• **EXERCISE BRIEF**:
Copy every one of the lines below word for word, changing nothing.

Items for identifying locations
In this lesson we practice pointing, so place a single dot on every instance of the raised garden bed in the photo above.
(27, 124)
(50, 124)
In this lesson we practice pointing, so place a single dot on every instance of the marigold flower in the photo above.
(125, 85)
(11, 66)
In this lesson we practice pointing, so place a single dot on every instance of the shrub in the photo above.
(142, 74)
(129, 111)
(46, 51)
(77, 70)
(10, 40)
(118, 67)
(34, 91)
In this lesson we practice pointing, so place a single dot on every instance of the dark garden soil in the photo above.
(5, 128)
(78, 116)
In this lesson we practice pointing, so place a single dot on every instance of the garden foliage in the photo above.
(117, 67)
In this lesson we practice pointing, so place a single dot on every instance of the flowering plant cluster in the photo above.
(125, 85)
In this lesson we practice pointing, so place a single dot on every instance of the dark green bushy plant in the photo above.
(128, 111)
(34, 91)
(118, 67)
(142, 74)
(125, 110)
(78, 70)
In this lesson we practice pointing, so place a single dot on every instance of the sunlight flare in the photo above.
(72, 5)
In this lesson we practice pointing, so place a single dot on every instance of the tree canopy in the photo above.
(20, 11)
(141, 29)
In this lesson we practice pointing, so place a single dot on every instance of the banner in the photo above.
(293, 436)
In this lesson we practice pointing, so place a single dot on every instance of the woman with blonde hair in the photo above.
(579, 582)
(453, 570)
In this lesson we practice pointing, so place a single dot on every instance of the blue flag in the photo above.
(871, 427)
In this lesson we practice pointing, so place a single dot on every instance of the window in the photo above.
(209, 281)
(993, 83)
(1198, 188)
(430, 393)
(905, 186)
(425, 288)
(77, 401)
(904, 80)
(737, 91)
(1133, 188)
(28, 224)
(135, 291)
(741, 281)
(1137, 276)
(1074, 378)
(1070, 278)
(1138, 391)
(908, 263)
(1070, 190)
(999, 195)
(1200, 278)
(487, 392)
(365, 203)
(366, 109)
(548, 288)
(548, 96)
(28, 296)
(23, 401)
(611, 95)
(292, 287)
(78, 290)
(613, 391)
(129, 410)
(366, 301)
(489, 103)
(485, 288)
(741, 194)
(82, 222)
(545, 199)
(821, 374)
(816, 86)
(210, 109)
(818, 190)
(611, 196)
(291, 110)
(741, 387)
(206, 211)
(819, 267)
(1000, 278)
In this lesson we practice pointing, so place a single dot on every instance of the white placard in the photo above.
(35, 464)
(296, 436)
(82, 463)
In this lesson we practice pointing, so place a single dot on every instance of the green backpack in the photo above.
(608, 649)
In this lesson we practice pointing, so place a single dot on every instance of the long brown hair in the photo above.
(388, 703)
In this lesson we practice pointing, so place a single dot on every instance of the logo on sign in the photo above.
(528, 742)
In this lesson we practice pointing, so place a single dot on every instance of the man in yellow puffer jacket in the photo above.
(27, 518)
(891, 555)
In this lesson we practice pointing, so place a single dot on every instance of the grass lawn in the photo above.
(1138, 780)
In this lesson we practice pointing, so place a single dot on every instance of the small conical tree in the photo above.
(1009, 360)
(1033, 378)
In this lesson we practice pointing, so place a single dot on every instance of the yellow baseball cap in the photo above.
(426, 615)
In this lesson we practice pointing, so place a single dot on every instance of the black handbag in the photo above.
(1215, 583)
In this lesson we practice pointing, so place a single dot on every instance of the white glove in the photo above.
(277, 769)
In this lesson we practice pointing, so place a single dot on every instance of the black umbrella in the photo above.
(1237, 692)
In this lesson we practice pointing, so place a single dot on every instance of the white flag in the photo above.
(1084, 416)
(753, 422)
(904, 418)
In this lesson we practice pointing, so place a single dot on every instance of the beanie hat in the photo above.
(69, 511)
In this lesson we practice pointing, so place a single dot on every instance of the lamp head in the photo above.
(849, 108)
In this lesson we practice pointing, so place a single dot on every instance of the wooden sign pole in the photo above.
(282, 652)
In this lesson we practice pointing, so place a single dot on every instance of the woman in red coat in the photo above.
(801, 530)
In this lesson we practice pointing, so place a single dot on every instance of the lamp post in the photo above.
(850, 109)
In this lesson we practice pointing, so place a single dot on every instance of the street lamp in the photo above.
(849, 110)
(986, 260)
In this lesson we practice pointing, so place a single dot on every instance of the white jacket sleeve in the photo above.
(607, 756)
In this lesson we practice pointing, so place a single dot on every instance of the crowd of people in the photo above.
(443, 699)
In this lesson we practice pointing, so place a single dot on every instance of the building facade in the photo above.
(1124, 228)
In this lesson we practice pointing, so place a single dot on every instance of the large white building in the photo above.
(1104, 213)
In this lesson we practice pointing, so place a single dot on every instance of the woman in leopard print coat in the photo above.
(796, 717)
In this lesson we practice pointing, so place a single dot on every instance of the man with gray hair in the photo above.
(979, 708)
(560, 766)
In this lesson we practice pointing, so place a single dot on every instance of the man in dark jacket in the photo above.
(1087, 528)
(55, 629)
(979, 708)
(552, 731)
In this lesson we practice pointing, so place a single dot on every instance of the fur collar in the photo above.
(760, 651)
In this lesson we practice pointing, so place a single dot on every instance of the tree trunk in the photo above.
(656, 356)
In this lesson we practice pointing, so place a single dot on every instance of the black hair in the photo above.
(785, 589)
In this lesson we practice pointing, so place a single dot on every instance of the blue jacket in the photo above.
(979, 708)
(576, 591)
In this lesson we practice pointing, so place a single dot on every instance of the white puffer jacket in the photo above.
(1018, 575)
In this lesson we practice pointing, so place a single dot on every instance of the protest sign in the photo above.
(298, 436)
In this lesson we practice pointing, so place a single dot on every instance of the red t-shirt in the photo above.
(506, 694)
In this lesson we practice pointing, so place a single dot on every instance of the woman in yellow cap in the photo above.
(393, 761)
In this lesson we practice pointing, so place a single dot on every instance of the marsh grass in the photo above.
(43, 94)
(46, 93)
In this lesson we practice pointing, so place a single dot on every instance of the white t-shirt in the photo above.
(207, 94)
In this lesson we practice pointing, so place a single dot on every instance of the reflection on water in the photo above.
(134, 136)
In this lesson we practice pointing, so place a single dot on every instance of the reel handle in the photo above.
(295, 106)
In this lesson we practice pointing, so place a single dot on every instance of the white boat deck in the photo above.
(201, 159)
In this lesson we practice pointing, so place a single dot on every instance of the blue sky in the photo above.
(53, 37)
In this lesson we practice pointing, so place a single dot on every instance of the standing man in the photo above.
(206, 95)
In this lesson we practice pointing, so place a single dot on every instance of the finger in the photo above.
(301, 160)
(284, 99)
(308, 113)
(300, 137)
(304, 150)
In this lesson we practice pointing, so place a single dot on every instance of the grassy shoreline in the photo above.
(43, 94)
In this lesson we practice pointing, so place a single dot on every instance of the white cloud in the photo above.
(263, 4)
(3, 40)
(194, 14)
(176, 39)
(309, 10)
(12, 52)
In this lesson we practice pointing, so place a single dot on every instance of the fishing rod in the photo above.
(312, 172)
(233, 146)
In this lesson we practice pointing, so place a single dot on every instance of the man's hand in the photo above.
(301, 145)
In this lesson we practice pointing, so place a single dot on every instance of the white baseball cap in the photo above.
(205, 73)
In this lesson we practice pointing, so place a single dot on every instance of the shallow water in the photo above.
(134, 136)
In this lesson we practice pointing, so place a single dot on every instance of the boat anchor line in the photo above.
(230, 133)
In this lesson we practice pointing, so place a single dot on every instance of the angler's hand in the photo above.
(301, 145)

• **SOLUTION FOR THIS PROBLEM**:
In this lesson we practice pointing, so place a single dot on every instance of the raised garden bed in the photo above.
(27, 124)
(50, 124)
In this lesson we practice pointing, so place a single dot on every instance of the marigold flower in the photo above.
(125, 85)
(11, 66)
In this lesson we practice pointing, so place a single dot on every instance of the shrub in the photo above.
(142, 74)
(129, 111)
(46, 51)
(77, 70)
(10, 40)
(118, 67)
(34, 91)
In this lesson we practice pointing, so place a single dot on every instance of the dark garden soil in the photo above.
(5, 128)
(78, 116)
In this lesson we practice pointing, so place a single dot on every instance of the garden foliage in the photo above.
(117, 67)
In this lesson we practice pointing, so place a single dot on every instance of the flowering plant cluster in the photo above.
(125, 85)
In this lesson we practice pointing, so place a single dot on every instance of the dark green bushy plant in the photo above.
(128, 111)
(34, 91)
(118, 67)
(142, 74)
(125, 110)
(78, 70)
In this lesson we practice pointing, so place a single dot on every instance of the sunlight flare in the photo above.
(72, 5)
In this lesson we practice pointing, so place a single dot on every instance of the tree canopy in the photo above.
(20, 11)
(141, 29)
In this lesson we practice pointing, so place a single dot on every instance of the banner in the photo above.
(293, 436)
In this lesson we practice pointing, so place a single dot on every instance of the woman with blonde hair in the photo above.
(579, 582)
(453, 570)
In this lesson we practice pointing, so place a single dot on every instance of the blue flag in the photo above.
(871, 427)
In this lesson we practice pointing, so place a single dot on every instance of the window in the photo above.
(209, 281)
(993, 83)
(1198, 188)
(430, 393)
(905, 186)
(425, 288)
(77, 401)
(904, 80)
(737, 91)
(1133, 188)
(28, 224)
(135, 291)
(741, 281)
(1137, 276)
(1074, 378)
(1070, 278)
(1138, 391)
(908, 263)
(1070, 190)
(999, 195)
(1200, 278)
(487, 392)
(365, 203)
(366, 109)
(548, 288)
(548, 96)
(28, 296)
(23, 401)
(611, 95)
(292, 287)
(78, 290)
(613, 391)
(129, 410)
(366, 301)
(489, 103)
(485, 288)
(741, 194)
(82, 222)
(545, 199)
(821, 374)
(816, 86)
(210, 109)
(818, 190)
(611, 196)
(291, 110)
(741, 387)
(206, 211)
(819, 267)
(1000, 278)
In this lesson we practice pointing, so place a single dot on every instance of the white placard in the photo above.
(35, 464)
(296, 436)
(82, 463)
In this lesson we practice pointing, so place a single dot on every instance of the green backpack in the photo above.
(608, 649)
In this lesson we practice pointing, so place a single dot on every instance of the long brown hair in the photo above.
(388, 703)
In this lesson we practice pointing, so place a single dot on every instance of the logo on sign in the photo above.
(528, 742)
In this lesson we practice pointing, so place a single dot on every instance of the man in yellow puffer jacket in the photo above.
(27, 518)
(891, 555)
In this lesson we practice pointing, so place a single dot on every instance of the grass lawn in the photo above.
(1138, 780)
In this lesson we practice pointing, so place a single dot on every instance of the small conical tree in the photo above.
(1009, 360)
(1033, 378)
In this lesson we practice pointing, so place a single dot on every instance of the yellow baseball cap in the photo above.
(426, 615)
In this lesson we practice pointing, so place a single dot on every instance of the black handbag in the photo above.
(1215, 583)
In this lesson we practice pointing, so place a single dot on every instance of the white glove in the photo above.
(277, 769)
In this lesson we practice pointing, so place a single dot on every instance of the black umbrella in the photo above.
(1237, 692)
In this lesson we practice pointing, so place a single dot on every instance of the white flag in the photo above.
(1084, 416)
(753, 422)
(904, 418)
In this lesson we practice pointing, so place a single dot on every instance of the beanie hat in the photo above.
(69, 511)
In this lesson we practice pointing, so place a single dot on every instance of the lamp head in the photo above.
(849, 108)
In this lesson we practice pointing, so place a single dot on every instance of the wooden sign pole in the photo above.
(282, 652)
In this lesson we practice pointing, so place a single dot on every instance of the woman in red coat in the photo above.
(801, 530)
In this lesson we practice pointing, so place a single dot on every instance of the lamp post in the photo above.
(850, 109)
In this lesson we practice pointing, so place a single dot on every instance of the street lamp in the photo above.
(849, 110)
(986, 260)
In this lesson we practice pointing, so place a single dot on every instance of the white jacket sleeve in the photo above.
(607, 756)
In this lesson we practice pointing, so place a single dot on every instance of the crowd of people in the photo above.
(443, 699)
In this lesson we practice pointing, so place a single dot on every instance of the building facade in the photo above.
(1124, 228)
In this lesson we practice pointing, so place a single dot on every instance of the large white building in the photo above.
(1104, 213)
In this lesson we practice pointing, so place a single dot on every instance of the woman in leopard print coat in the photo above.
(796, 717)
In this lesson we practice pointing, so place a single dot on every instance of the man with gray hair in the photo above.
(979, 708)
(560, 766)
In this lesson we practice pointing, so place a single dot on every instance of the man in dark jacket in the photo above.
(1087, 528)
(55, 629)
(979, 708)
(552, 731)
In this lesson we practice pointing, so place a single dot on every instance of the fur collar in the photo above.
(760, 651)
In this lesson we practice pointing, so place a single dot on every instance of the tree trunk in the photo above.
(656, 356)
In this lesson we practice pointing, so place a single dot on every instance of the black hair in the photo above.
(785, 589)
In this lesson we practice pointing, so place a single dot on every instance of the blue jacket in the photo above.
(979, 708)
(576, 591)
In this lesson we practice pointing, so place a single dot on every instance of the white puffer jacket in the photo above.
(1018, 575)
In this lesson we practice pointing, so place a single dot on every instance of the protest sign in the photo above.
(298, 436)
In this lesson we practice pointing, so place a single dot on every instance of the red t-shirt in the photo above.
(506, 694)
In this lesson we practice pointing, so place a single dot on every instance of the woman in yellow cap in the photo above.
(393, 761)
In this lesson we practice pointing, so place a single dot on every instance of the marsh grass in the photo above.
(43, 94)
(46, 93)
In this lesson we practice pointing, so place a single dot on every instance of the white t-shirt in the photo above.
(207, 94)
In this lesson we practice pointing, so place a single dot on every instance of the reflection on water in the photo above.
(134, 136)
In this lesson we practice pointing, so place a single dot on every instance of the reel handle in the photo above.
(295, 106)
In this lesson we practice pointing, so place a single dot on every instance of the white boat deck in the photo above.
(201, 159)
In this lesson we practice pointing, so place a single dot on every instance of the blue sky in the photo above.
(53, 37)
In this lesson we practice pointing, so place a single dot on every instance of the standing man in the photo above.
(206, 95)
In this lesson we practice pointing, so place a single dot on every instance of the finger in the photo above.
(301, 160)
(284, 99)
(308, 113)
(300, 137)
(304, 150)
In this lesson we practice pointing, so place a single dot on every instance of the grassy shoreline in the photo above.
(43, 94)
In this lesson we practice pointing, so place a single dot on every instance of the white cloud in the photo above.
(263, 4)
(3, 40)
(194, 14)
(176, 39)
(309, 10)
(12, 52)
In this lesson we practice pointing, so place a single dot on every instance of the fishing rod in the photo above.
(312, 172)
(233, 146)
In this lesson we practice pointing, so place a single dot on every instance of the man's hand in the photo above.
(301, 145)
In this lesson we practice pointing, so place a single dot on every instance of the white baseball cap in the photo above.
(205, 73)
In this lesson we practice pointing, so place a single dot on every instance of the shallow water in the photo above.
(134, 136)
In this lesson we practice pointing, so place a single dot on every instance of the boat anchor line in the photo above.
(230, 133)
In this lesson we practice pointing, so place a single dot on every instance of the angler's hand in the photo above.
(301, 145)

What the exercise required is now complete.